[Activity]: From the first entry to the last, copy each one exactly.

[Exercise data]:
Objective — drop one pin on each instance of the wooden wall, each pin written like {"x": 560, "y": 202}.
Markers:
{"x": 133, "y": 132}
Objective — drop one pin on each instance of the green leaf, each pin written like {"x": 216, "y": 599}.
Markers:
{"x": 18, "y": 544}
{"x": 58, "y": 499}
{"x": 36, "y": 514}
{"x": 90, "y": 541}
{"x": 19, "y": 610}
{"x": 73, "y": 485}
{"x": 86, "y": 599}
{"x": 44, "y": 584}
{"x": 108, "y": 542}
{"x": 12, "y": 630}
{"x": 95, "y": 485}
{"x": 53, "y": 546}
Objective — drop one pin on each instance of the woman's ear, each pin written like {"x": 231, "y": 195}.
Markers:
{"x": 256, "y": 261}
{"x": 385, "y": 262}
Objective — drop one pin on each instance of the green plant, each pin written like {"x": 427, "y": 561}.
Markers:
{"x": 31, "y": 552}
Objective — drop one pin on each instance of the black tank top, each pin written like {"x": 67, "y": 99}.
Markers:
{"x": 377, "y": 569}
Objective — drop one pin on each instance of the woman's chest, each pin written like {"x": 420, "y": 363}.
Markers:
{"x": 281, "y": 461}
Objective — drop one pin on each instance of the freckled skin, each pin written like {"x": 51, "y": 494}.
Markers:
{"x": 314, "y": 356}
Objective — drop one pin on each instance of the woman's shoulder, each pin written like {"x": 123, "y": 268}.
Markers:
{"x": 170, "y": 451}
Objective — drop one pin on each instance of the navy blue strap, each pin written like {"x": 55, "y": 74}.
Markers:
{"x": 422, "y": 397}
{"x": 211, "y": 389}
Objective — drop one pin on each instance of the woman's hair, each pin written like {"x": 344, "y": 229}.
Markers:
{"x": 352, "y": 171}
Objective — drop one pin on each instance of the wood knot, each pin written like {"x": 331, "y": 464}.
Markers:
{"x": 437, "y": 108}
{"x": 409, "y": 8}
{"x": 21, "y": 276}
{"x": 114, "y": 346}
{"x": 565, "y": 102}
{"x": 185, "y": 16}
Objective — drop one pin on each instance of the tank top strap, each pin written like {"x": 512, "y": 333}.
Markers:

[Written answer]:
Objective — drop one pin on each instance of the wooden wall, each pin written like {"x": 560, "y": 202}.
Markers:
{"x": 133, "y": 132}
Objective — drop one pin on each instance of the green leaf, each pin written like {"x": 216, "y": 599}.
Markers:
{"x": 18, "y": 544}
{"x": 58, "y": 499}
{"x": 36, "y": 514}
{"x": 90, "y": 541}
{"x": 19, "y": 610}
{"x": 73, "y": 485}
{"x": 86, "y": 599}
{"x": 44, "y": 584}
{"x": 108, "y": 542}
{"x": 12, "y": 630}
{"x": 95, "y": 485}
{"x": 53, "y": 546}
Objective — drop one pin on each instance of the woman's ear, each pin written like {"x": 231, "y": 195}.
Markers:
{"x": 256, "y": 261}
{"x": 385, "y": 262}
Objective — drop one pin on each instance of the green plant, each pin written like {"x": 427, "y": 561}.
Markers:
{"x": 31, "y": 552}
Objective — drop one pin on each instance of the black tank top, each pin written like {"x": 67, "y": 99}.
Markers:
{"x": 377, "y": 569}
Objective — drop one pin on each instance of the woman's chest, each pin written like {"x": 420, "y": 363}.
Markers:
{"x": 281, "y": 461}
Objective — drop one pin on each instance of the freckled skin, each pin written like {"x": 51, "y": 494}.
Markers:
{"x": 314, "y": 356}
Objective — drop one pin on each instance of the woman's shoulder, each pin written like {"x": 123, "y": 268}.
Markers:
{"x": 170, "y": 451}
Objective — drop one pin on each instance of the navy blue strap, each pin written like {"x": 55, "y": 74}.
Markers:
{"x": 422, "y": 397}
{"x": 211, "y": 389}
Objective — drop one pin on each instance of the woman's hair, each pin written like {"x": 344, "y": 229}.
Markers:
{"x": 352, "y": 171}
Objective — drop one pin on each instance of the wood knot, each pin written like {"x": 331, "y": 464}.
Markers:
{"x": 437, "y": 108}
{"x": 409, "y": 8}
{"x": 21, "y": 276}
{"x": 114, "y": 346}
{"x": 565, "y": 102}
{"x": 185, "y": 16}
Objective — drop one pin on each instance of the tank top strap, each pin written like {"x": 512, "y": 333}.
Markers:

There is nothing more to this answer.